* _EXERCISE PROMPT_:
Keep the pictures out. Restate the entries below word for word.

* _Stored data entries_:
· · · ·

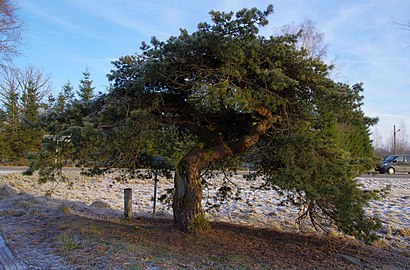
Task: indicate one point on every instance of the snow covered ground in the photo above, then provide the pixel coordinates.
(256, 207)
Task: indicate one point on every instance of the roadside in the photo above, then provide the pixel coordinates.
(7, 259)
(80, 226)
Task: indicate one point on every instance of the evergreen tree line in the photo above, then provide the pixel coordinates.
(25, 96)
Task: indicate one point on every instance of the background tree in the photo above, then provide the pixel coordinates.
(86, 90)
(64, 98)
(225, 92)
(22, 93)
(402, 140)
(309, 38)
(10, 32)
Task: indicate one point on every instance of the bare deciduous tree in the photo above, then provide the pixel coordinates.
(10, 32)
(401, 142)
(310, 38)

· · · ·

* _EXERCISE SOLUTION_:
Task: indicate one point on every instance of the snow covered ground in the photo above, then provide the pixel coordinates.
(256, 207)
Task: indicate one point on every instance of the roadside in the photo above, then provide the pixel coordinates.
(7, 259)
(80, 226)
Task: indicate one point on every instance of the evergreen tree line in the photo above, then provide the pixel coordinates.
(25, 96)
Task: indicate one point on every instance of the background tree in the photo above, then provide the pixel coordinates.
(86, 90)
(64, 98)
(225, 92)
(22, 93)
(402, 140)
(309, 38)
(10, 32)
Task: indicate one point on every instance of the bare deciduous tree in the photo above, then provide the pixel coordinates.
(10, 32)
(401, 142)
(310, 38)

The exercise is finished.